# Work to complete
Reproduce, unchanged, the part of the records below that opens with the line containing "Could you spot the boy's" and closes with the line containing "point(917, 220)", including both of those lines.

# Dataset entries
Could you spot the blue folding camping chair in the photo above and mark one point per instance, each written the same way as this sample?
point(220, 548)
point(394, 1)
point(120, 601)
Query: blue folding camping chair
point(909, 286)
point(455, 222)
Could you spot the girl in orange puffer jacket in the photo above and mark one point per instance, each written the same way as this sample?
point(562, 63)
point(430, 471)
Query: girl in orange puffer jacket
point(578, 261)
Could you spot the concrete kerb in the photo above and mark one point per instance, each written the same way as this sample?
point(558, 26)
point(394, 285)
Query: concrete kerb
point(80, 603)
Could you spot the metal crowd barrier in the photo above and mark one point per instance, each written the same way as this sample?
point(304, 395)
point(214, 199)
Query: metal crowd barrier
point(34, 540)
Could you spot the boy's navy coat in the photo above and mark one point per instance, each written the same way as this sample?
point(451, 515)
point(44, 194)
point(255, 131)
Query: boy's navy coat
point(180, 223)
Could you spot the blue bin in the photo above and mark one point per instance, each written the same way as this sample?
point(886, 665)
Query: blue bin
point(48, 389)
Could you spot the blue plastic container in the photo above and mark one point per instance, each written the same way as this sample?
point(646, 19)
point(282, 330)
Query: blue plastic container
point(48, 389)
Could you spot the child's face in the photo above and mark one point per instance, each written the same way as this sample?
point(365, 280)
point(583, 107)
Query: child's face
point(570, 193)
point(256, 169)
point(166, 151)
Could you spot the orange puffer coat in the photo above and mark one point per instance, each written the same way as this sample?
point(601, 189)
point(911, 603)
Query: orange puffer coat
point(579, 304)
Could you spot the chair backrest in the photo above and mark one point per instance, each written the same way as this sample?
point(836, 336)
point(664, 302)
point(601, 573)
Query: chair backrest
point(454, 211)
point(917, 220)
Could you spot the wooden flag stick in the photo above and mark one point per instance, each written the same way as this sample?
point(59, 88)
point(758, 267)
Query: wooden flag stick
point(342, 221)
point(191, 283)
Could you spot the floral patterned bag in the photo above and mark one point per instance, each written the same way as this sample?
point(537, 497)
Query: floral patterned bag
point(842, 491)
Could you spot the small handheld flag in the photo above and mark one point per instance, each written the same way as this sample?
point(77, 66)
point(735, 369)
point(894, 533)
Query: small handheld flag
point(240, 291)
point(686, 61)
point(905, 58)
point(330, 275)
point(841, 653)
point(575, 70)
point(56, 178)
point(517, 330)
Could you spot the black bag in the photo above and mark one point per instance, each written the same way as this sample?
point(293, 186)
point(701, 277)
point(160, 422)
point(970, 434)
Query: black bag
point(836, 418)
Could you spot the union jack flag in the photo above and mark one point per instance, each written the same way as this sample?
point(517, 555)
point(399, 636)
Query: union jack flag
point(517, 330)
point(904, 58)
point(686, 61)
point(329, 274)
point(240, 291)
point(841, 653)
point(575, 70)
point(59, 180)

# Result of the exercise
Could you spot the boy's navy coat in the photo above and mark one point per instance, each written the same way as this sample?
point(451, 515)
point(44, 194)
point(255, 131)
Query: boy's navy coat
point(180, 223)
Could you spot the blue bin in the photo above and mark one point per instance, each written the same way as this sample?
point(886, 665)
Query: blue bin
point(48, 389)
Could you spot the blue plastic container in the photo above and mark one point per instance, each written the same way as this sample?
point(646, 19)
point(282, 330)
Query: blue plastic container
point(48, 389)
Could you spot the child's face in the photo above and mark one point per instance, each written the same way as this sample?
point(365, 280)
point(583, 107)
Query: child's face
point(570, 193)
point(256, 169)
point(166, 151)
Could you spot the orange puffer coat in the photo above and mark one point per instance, each written the same way as this sample?
point(601, 189)
point(911, 603)
Query: orange puffer coat
point(579, 304)
Could you spot the chair backrest in the photo above and mark one point per instance, each written the same way as this sample?
point(836, 336)
point(664, 302)
point(601, 573)
Query: chair backrest
point(454, 211)
point(917, 220)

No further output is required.